**Extracted text:**
Robust ways to extract bank statements from PDF to CSV beyond raw LLMs?

(exactstatement.com)

1 points | by alexfefun1 11 hours ago ago

1 comments

alexfefun1 11 hours ago ago

I’ve built a tool called ExactStatement to help users convert PDF bank statements into specific CSV formats.
Currently, I’m using the Gemini API (Pro/Flash) to directly transform PDF content into structured JSON. While it works surprisingly well for 95% of cases, the "last 5%" is a headache:
Hallucinations: Occasionally, the AI misinterprets a digit or skips a line item, which is unacceptable for financial data.
Context Limits: Very long statements (50+ pages) sometimes lead to degraded performance or missing rows.

Data extracted from a collection

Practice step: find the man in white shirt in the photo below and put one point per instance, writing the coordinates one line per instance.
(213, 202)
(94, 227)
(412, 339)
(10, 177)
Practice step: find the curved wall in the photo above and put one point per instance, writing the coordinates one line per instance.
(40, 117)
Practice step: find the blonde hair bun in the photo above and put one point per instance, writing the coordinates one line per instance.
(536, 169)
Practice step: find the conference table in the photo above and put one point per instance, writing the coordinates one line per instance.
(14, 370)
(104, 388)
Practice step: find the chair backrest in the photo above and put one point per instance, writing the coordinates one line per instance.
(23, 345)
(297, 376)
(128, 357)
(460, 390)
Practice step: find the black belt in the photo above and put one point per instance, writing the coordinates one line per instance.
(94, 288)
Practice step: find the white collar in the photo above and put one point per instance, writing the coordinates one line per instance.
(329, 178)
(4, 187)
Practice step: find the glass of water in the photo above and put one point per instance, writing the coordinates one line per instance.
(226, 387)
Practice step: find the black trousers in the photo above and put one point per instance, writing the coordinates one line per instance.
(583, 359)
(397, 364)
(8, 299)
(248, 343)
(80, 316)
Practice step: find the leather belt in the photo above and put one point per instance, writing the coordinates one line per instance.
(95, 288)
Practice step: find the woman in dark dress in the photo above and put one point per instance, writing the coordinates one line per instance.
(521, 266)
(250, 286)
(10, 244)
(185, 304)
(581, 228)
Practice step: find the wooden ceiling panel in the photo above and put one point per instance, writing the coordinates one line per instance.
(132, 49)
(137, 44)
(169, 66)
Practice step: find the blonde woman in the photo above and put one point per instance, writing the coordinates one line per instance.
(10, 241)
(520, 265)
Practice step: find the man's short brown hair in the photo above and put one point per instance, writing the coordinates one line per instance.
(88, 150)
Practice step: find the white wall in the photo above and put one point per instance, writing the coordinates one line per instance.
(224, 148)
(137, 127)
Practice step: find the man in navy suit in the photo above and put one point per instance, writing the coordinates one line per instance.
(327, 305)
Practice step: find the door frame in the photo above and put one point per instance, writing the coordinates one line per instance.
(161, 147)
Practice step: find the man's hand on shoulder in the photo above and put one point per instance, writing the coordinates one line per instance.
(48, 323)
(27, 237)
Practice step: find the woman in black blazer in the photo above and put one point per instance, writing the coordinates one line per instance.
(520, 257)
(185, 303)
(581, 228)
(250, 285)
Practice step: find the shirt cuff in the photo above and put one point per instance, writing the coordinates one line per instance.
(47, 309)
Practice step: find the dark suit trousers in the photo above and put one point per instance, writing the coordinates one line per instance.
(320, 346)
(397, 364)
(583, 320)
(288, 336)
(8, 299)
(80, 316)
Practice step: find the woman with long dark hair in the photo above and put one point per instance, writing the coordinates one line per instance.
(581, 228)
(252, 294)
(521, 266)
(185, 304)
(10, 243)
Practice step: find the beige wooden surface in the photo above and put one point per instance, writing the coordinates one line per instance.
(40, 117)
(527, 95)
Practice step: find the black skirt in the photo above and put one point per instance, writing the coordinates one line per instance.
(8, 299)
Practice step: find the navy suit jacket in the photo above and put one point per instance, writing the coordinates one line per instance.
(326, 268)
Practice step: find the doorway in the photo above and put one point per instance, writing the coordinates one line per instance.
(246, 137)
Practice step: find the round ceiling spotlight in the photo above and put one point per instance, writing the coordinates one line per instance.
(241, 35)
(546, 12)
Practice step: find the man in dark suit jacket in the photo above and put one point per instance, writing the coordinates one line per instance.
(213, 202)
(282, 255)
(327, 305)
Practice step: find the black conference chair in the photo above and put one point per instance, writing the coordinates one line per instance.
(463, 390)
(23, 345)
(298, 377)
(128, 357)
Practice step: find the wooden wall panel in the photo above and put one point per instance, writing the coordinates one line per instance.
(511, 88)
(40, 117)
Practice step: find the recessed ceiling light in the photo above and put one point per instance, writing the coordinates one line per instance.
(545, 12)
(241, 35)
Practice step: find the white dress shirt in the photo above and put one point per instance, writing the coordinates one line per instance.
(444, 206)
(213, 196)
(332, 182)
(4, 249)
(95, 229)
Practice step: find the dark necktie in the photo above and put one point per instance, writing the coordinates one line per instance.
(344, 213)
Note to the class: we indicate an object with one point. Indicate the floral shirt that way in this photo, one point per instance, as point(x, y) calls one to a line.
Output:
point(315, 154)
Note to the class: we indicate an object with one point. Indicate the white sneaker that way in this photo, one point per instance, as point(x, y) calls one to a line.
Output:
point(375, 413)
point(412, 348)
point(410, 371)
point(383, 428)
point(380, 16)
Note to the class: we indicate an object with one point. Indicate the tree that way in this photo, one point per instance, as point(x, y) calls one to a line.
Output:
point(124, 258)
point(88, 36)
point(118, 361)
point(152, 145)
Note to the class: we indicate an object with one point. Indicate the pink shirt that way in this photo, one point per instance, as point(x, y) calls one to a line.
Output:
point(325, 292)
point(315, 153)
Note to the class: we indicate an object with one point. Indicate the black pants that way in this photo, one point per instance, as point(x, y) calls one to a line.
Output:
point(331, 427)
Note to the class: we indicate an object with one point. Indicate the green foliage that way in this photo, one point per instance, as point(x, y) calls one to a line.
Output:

**Work to complete:**
1) According to the forum post about converting bank statements from PDF to CSV, which API does the tool currently use to turn PDF content into structured JSON?
2) Carry on the forum post about converting bank statements from PDF to CSV, picking up after its last sentence.

**Results for each task:**
1) The Gemini API (Pro/Flash).

2)
I'm looking for a more robust engineering approach. Should I:
Stick with LLMs but add a validation layer (e.g., checking if the calculated balance matches the statement's final balance)?
Switch to a hybrid approach? (e.g., using LayoutLM or Amazon Textract for OCR/Layout analysis first, then using LLMs for cleaning).
Go back to rule-based parsing for major banks (though maintaining templates seems like a nightmare)?
How are you guys solving the "precision" problem in document extraction today? Would love to hear your experiences with specific libraries or workflows.